### Source extract
=====

Ernest Hemingway wrote of a commander in the Spanish Civil War who “never knew when everything was lost and if it was, he would fight out of it.” That is the way with people who have the quality of determination. They keep on going, no matter what. The hang-in-there attitude gives courage, strength, vitality, power. Somehow such people always seem to win through anything and everything.

June 12


Members of a service club in one city went out to give a dollar to every person on the streets who looked happy. At the day’s end, they had been able to give away only thirty-three dollars. Perhaps life in our cities is getting so impersonal that people feel insignificant and retreat into their shells and glare rather than smile. But a peaceful, happy face is a blessing to passersby and to oneself!

June 11


When Henry Ford, whom I like to quote, was seventy-five years old, he was asked the secret of his health and calm spirit. “Three rules,” he answered. “I do not eat too much; I do not worry too much; and, if I do my best, I believe that what happens, happens for the best.”

=====

### Exercise materials

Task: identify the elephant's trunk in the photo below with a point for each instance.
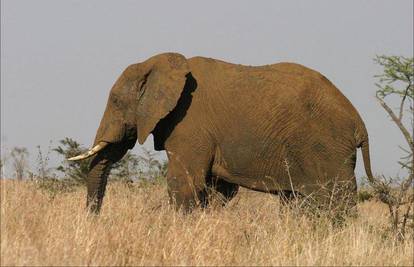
(99, 169)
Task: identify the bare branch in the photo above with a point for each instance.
(397, 121)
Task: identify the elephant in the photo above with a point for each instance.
(273, 128)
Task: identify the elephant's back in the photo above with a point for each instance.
(268, 114)
(261, 97)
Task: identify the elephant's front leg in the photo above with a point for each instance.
(186, 181)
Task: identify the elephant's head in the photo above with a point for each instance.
(144, 94)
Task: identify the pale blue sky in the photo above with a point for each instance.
(60, 58)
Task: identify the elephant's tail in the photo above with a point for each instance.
(363, 143)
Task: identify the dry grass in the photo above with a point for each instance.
(138, 227)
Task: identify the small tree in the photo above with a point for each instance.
(19, 157)
(397, 81)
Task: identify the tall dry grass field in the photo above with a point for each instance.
(137, 226)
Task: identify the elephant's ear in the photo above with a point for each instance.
(162, 88)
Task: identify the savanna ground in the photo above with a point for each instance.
(137, 226)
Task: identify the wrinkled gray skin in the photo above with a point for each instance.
(225, 125)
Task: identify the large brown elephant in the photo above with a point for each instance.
(273, 128)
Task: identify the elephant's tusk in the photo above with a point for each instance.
(91, 152)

=====

### Objective A
Pick out each line of the rows that contains the string "elephant".
### Objective B
Resume the reflections passage after its final sentence.
The rows are unrelated to the reflections passage.

### Expected answer A
Task: identify the elephant's trunk in the photo below with a point for each instance.
Task: identify the elephant in the photo above with a point for each instance.
Task: identify the elephant's back in the photo above with a point for each instance.
Task: identify the elephant's front leg in the photo above with a point for each instance.
Task: identify the elephant's head in the photo above with a point for each instance.
Task: identify the elephant's tail in the photo above with a point for each instance.
Task: identify the elephant's ear in the photo above with a point for each instance.
Task: identify the large brown elephant in the photo above with a point for each instance.
Task: identify the elephant's tusk in the photo above with a point for each instance.

### Expected answer B
June 10


On the dining room wall of a four-hundred-year-old inn in Saint Moritz, I read this inscription: “Just when you think everything is hopeless, a little ray of light comes from somewhere.” Your mind may seem to be dark and hopeless. But Almighty God, the Creator, established hope in you, an unshatterable hope deep within yourself. If darkness has settled deeply in your mind, just open up your thoughts and let in that “little ray of light [that] comes from somewhere.”

June 9


Mentally picture your body as being perfect both in condition and in function. Do not visualize it as in decline or as deteriorating. Train yourself to stop looking for something to go wrong. Think positively about your physical self. Think health, not sickness. This is important, for mental images tend to reproduce themselves in fact.